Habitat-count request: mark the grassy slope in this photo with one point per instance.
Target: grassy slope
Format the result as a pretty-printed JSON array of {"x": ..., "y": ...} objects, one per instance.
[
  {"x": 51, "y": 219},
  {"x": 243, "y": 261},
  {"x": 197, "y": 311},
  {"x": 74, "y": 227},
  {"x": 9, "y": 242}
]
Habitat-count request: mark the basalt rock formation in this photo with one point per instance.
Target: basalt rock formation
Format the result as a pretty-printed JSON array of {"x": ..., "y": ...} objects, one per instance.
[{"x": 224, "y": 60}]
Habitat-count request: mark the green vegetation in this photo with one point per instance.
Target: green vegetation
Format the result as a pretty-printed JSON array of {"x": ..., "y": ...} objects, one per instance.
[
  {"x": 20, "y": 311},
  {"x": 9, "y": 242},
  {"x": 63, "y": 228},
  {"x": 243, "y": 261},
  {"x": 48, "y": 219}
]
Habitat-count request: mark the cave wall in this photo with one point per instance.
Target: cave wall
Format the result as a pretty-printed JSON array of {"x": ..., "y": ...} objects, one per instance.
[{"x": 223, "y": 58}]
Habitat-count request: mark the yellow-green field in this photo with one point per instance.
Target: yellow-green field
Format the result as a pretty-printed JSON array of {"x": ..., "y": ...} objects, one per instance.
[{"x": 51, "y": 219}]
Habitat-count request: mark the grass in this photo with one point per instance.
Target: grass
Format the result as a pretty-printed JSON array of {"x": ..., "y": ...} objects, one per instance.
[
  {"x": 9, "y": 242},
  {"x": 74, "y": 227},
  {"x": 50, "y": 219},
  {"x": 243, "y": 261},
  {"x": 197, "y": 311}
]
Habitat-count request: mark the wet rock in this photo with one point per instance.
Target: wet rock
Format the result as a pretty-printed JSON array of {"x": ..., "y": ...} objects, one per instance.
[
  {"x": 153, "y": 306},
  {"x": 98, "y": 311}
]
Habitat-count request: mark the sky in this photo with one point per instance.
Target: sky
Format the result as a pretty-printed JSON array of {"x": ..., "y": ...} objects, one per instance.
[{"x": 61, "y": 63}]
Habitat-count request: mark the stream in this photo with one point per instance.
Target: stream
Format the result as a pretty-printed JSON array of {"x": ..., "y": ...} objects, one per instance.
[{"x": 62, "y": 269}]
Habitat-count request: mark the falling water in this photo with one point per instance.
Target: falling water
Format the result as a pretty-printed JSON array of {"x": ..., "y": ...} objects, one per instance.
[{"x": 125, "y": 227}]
──────────
_What you have to do_. Output every line of the material above as a JSON array of strings, one string per line, with blank lines omitted.

_Reply_.
[
  "Habitat-count request: mark the grassy slope in this photo with one point per instance.",
  "Target: grassy slope",
  "Format the result as a pretty-printed JSON array of {\"x\": ..., \"y\": ...} objects, one per instance.",
  "[",
  "  {\"x\": 51, \"y\": 219},",
  "  {\"x\": 243, \"y\": 261},",
  "  {\"x\": 197, \"y\": 311},",
  "  {\"x\": 74, \"y\": 227},",
  "  {\"x\": 9, \"y\": 242}",
  "]",
  "Habitat-count request: mark the basalt rock formation in this photo with one point per instance.",
  "Target: basalt rock formation",
  "Format the result as a pretty-printed JSON array of {\"x\": ..., \"y\": ...} objects, one per instance.",
  "[{\"x\": 224, \"y\": 60}]",
  "Habitat-count request: mark the green vegetation in this photo with one point per instance.",
  "Target: green vegetation",
  "Format the result as a pretty-printed JSON array of {\"x\": ..., \"y\": ...} objects, one per instance.",
  "[",
  "  {\"x\": 20, \"y\": 311},",
  "  {\"x\": 9, \"y\": 242},",
  "  {\"x\": 63, \"y\": 228},",
  "  {\"x\": 243, \"y\": 261},",
  "  {\"x\": 48, \"y\": 219}",
  "]",
  "Habitat-count request: mark the cave wall in this photo with one point per instance.",
  "Target: cave wall",
  "Format the result as a pretty-printed JSON array of {\"x\": ..., \"y\": ...} objects, one per instance.",
  "[{\"x\": 223, \"y\": 58}]",
  "Habitat-count request: mark the yellow-green field in this photo with one point per instance.",
  "Target: yellow-green field",
  "Format the result as a pretty-printed JSON array of {\"x\": ..., \"y\": ...} objects, one per instance.",
  "[{\"x\": 51, \"y\": 219}]",
  "Habitat-count request: mark the grass in this photo with one point per instance.",
  "Target: grass",
  "Format the result as a pretty-printed JSON array of {\"x\": ..., \"y\": ...} objects, one per instance.",
  "[",
  "  {\"x\": 9, \"y\": 242},",
  "  {\"x\": 74, \"y\": 227},",
  "  {\"x\": 50, \"y\": 219},",
  "  {\"x\": 243, \"y\": 261},",
  "  {\"x\": 197, \"y\": 311}",
  "]",
  "Habitat-count request: mark the wet rock in this photo with one point per instance.",
  "Target: wet rock",
  "Format the result as a pretty-printed JSON array of {\"x\": ..., \"y\": ...} objects, one per instance.",
  "[",
  "  {\"x\": 153, \"y\": 306},",
  "  {\"x\": 98, \"y\": 311}",
  "]",
  "Habitat-count request: mark the sky in this photo with one point per instance.",
  "Target: sky",
  "Format the result as a pretty-printed JSON array of {\"x\": ..., \"y\": ...} objects, one per instance.",
  "[{\"x\": 61, \"y\": 63}]",
  "Habitat-count request: mark the stream in this photo with one point per instance.",
  "Target: stream",
  "Format the result as a pretty-printed JSON array of {\"x\": ..., \"y\": ...} objects, one per instance.",
  "[{\"x\": 62, \"y\": 269}]",
  "Habitat-count request: mark the falling water in this photo with one point per instance.",
  "Target: falling water",
  "Format the result as a pretty-printed JSON array of {\"x\": ..., \"y\": ...} objects, one per instance.",
  "[{\"x\": 125, \"y\": 227}]"
]